▶ EXCERPTED PASSAGE:
START
It’s like being shaken by the shoulders and slapped around the head, it’s like being a child again, being lost, but the most terrifying thing of all is the ending,



same way i feel when i read your posts except replace 'terrifying' with relieving

#6
lol why would you read my posts
#7
i see from the cover that you read the book in french. maybe if you read it in your own language you might actually understand it and write a review that's not total nonsense
#8
stop being a big old meany. there's a lot of socially necessary labour time in dat op
#9
i dont know about the death of criticism but your 'critique' could be the death of a 8th grade composition teacher
#10

DRUXXX posted:
lol yeah im sure the novel ahs no meaning



ehav you actually read it

#11

DRUXXX posted:
i dont know about the death of criticism but your 'critique' could be the death of a 8th grade composition teacher



ok clearly you havent actually read it n/m

#12
uh... uh... your OP is like airplane food because uh... it tastes canned and no one wants it
#13
I shouldn’t have written anything. I am plunged into a novel about nothing, without a distinct narrative voice. Meaninglessness is easy enough to accept, after a while. I face it, I cringe from its glare, it is out of reach, the novel is over, I go on.
END
▶ RECORDED DATA:
START
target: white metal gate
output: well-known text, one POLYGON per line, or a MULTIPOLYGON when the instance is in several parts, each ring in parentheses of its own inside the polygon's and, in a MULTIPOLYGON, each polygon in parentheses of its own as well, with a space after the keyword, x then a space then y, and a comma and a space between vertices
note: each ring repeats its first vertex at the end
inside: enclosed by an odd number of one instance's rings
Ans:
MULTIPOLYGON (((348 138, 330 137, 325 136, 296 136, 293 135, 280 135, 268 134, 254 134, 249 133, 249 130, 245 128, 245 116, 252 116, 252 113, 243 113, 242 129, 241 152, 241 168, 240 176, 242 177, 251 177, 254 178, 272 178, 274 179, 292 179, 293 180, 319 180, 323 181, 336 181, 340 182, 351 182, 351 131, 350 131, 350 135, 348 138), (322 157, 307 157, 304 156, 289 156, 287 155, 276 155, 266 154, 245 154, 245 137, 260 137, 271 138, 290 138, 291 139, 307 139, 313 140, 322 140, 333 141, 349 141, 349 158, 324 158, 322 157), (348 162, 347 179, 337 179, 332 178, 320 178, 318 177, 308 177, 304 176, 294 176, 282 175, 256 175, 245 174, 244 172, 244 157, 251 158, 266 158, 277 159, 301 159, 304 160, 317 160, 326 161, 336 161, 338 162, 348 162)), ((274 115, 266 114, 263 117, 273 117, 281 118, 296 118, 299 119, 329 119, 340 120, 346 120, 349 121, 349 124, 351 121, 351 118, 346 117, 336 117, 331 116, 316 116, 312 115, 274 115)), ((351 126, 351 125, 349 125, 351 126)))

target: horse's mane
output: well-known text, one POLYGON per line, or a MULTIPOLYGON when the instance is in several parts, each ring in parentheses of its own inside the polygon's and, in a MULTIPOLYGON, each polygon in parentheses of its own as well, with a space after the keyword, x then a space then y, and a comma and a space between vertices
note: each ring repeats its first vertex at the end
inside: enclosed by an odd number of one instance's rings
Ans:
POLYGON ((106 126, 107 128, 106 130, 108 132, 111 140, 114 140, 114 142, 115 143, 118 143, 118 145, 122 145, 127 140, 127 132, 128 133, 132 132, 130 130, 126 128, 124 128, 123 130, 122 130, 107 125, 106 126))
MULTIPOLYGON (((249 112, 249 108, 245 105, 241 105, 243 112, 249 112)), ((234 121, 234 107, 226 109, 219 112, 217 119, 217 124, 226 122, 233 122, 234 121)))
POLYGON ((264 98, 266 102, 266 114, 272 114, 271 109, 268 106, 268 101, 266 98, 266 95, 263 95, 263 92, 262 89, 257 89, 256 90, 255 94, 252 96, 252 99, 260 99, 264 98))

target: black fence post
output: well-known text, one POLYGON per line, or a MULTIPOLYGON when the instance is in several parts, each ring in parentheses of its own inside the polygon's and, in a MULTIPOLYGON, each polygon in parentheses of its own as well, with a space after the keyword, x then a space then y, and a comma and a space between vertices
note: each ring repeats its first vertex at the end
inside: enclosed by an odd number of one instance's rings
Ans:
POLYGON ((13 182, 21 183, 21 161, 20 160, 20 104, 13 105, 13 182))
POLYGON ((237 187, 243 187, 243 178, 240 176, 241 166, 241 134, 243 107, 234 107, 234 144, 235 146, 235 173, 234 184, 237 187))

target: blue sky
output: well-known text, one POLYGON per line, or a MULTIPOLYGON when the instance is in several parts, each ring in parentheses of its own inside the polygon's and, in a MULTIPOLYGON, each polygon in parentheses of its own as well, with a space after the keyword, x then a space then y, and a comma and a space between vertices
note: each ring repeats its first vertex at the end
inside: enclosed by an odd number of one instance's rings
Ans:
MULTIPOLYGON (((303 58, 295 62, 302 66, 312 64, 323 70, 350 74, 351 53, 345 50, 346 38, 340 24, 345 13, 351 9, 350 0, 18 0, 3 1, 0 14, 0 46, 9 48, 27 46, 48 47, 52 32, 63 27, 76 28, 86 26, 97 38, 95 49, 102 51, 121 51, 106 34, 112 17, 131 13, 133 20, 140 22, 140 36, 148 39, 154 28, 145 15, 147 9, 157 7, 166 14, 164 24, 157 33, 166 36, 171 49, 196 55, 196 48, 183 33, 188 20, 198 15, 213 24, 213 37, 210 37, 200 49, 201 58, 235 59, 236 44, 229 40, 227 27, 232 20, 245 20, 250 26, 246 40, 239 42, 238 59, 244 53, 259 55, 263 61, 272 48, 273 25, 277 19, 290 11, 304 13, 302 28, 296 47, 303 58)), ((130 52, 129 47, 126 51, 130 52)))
END
START
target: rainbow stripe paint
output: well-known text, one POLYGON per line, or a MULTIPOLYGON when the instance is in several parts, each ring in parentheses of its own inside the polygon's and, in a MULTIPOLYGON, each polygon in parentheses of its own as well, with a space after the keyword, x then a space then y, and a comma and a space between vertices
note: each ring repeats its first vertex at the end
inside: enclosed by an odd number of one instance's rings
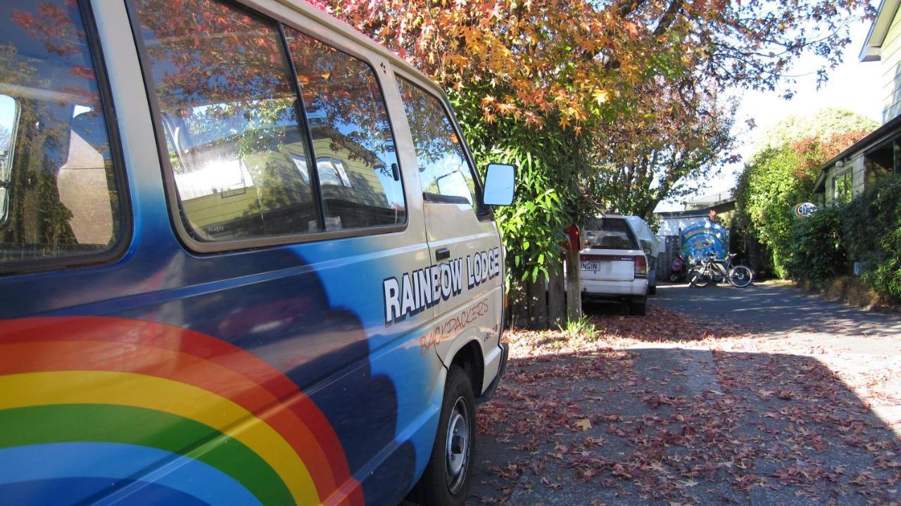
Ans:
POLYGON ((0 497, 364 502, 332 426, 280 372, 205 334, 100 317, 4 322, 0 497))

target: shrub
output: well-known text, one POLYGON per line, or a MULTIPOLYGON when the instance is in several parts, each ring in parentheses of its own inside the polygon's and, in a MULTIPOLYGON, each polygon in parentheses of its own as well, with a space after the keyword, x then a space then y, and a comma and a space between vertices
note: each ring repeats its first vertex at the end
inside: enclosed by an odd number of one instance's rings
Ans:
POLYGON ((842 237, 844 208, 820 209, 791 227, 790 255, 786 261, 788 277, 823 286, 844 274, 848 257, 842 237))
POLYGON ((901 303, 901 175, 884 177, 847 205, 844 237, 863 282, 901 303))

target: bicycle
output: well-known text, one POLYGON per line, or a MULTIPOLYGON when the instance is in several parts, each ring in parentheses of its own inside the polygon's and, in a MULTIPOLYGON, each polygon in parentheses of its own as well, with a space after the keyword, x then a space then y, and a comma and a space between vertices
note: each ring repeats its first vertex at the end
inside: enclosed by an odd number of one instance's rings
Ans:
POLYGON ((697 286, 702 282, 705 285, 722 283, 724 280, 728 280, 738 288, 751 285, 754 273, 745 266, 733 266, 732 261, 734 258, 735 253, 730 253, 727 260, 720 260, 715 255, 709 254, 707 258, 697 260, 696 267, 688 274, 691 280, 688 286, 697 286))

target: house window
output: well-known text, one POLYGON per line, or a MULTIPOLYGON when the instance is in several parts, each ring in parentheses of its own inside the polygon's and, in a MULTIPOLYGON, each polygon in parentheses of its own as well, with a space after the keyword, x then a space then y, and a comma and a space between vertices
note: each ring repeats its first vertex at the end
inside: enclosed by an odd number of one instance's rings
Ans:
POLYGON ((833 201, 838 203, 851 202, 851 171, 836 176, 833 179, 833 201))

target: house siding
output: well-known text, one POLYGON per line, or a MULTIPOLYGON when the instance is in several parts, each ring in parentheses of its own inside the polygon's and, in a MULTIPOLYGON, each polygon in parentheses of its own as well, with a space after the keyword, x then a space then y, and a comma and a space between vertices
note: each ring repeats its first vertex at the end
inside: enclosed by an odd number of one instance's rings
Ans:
END
▶ SHORT PROBLEM A: In the forum thread, what language does one reply say the book was read in, judging from its cover?
▶ SHORT PROBLEM B: Carry the forum thread about the novel forward from where it stops.

▶ OUTPUT A: French.

▶ OUTPUT B:
#14
[account deactivated]
#15
in terms of Lacan / Kant i think Beckett's trilogy reads more like the irreducible void of the subject: there is no actual "subject", there is just a void where subject would be that repels the relentless drive that Beckett imposes on that subject to be reduced, but it won't reduce, it constantly dances around and survives just-barely extant. Also reminds me of Schelling and the Grund's becoming that is inherent in the Ungrund, where the Grund, and then God, must come to be as a result of the baseline pre-existing perfect void. Beckett is a mystic of postwar european nihilism in a good way, not this resigned Just Telling How It Is depressotard bullshit
#16
there isn't a subject in the normal sense of the word but its not a void either i dont think.... it splits itself off into multiples and then recentres itself.... its like a body without organs, a plane of possibilities, except that all of its becomings are incomplete, they're failures, and the true goal is an un-being, a silence, a void that hasnot yet been reached..... i agree that beckett is a mystic but not that he's a nihilist, i think he really does believe in something and something important but he doesn't know what it is yet..... beckett is a very humble writer and thats rare as fuck
#17
i havent read any schelling so i cant talk bout Grunds but they put me in mind of a tusky lil dr seuss character, a relative of the grinch perhaps.... merry boxing day
#18
real talk tho dead ken i actually liked the op a lot. i was just jivin' you a little bit. i think your 'critique' did what it was supposed to do because it expressed, more than anything, the feelings the unnameable gave you. i love literature, but i hate all the pretentious shit people write about literature. i think it should be about feeling. (or that might just be the way i justify to myself the fact that i really do enjoy reading martin amis books lol)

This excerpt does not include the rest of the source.